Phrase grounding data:
╔══

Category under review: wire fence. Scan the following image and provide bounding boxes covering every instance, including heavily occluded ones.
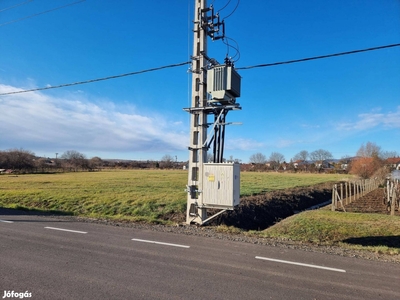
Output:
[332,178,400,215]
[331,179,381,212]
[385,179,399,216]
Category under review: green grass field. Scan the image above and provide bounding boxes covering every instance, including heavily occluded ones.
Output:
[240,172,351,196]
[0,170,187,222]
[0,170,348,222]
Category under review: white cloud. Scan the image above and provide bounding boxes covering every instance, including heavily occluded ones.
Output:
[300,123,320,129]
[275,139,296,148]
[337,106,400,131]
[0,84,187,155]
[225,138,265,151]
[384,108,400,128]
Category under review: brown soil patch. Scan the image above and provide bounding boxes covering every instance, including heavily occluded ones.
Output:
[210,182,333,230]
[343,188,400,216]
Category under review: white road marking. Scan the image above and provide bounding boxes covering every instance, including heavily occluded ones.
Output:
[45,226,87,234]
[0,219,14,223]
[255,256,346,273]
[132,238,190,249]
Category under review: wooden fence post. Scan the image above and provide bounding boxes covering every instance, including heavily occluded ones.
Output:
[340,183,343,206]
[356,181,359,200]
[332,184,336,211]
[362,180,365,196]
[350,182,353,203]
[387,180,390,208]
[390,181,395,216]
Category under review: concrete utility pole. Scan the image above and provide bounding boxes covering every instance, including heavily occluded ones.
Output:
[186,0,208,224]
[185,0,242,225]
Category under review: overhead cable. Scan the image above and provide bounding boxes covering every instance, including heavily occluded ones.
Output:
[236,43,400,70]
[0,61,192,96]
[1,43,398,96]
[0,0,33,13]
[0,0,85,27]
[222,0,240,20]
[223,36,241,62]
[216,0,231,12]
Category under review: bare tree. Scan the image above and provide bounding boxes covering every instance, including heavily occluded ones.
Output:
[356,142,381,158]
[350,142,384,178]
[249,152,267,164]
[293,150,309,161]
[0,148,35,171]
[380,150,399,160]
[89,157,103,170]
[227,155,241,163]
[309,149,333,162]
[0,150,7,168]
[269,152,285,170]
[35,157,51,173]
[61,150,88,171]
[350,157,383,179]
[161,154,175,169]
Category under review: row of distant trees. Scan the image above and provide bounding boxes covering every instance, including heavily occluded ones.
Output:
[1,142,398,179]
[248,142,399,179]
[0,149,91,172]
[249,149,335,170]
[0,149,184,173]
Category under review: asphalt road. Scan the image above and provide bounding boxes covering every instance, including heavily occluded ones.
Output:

╚══

> WHAT IS REQUIRED
The response must match the data line for line, from its first line through the line with "Category under review: concrete", inclusive, and must leave out the pictures.

> SOLVED EXERCISE
Category under review: wire fence. Scan the following image and provide bounding boxes covering every instance, including heavily occluded ones.
Output:
[332,178,400,215]
[331,179,381,212]
[385,179,399,216]
Category under review: green grass field. Scan the image above and provide bounding boxes covering every instance, including heavily occluded ones.
Output:
[240,172,351,196]
[0,170,187,222]
[0,170,348,222]
Category under review: white cloud. Scan the image above and provide bounding boxes covering every instance, including heavily occluded ones.
Output:
[300,123,320,129]
[275,139,296,148]
[337,106,400,131]
[0,84,187,155]
[225,138,265,151]
[384,108,400,128]
Category under review: brown soil patch. Scan the image above and provide bounding boxes covering every instance, including heavily occluded ones.
Output:
[210,182,333,230]
[343,188,400,216]
Category under review: white road marking. Scan the image above and provide bounding boxes covering every instance, including heavily occluded ones.
Output:
[45,226,87,234]
[0,219,14,223]
[255,256,346,273]
[132,238,190,249]
Category under review: wooden fence post. Scan the image above and provide bounding boxes covering every instance, including heavily occluded ones.
Output:
[340,183,343,206]
[356,181,359,200]
[332,184,336,211]
[362,180,365,196]
[350,182,353,203]
[387,180,390,208]
[390,181,395,216]
Category under review: concrete utility pole. Scan the image above and provide bounding boxes covering every instance, including heavily occluded ones.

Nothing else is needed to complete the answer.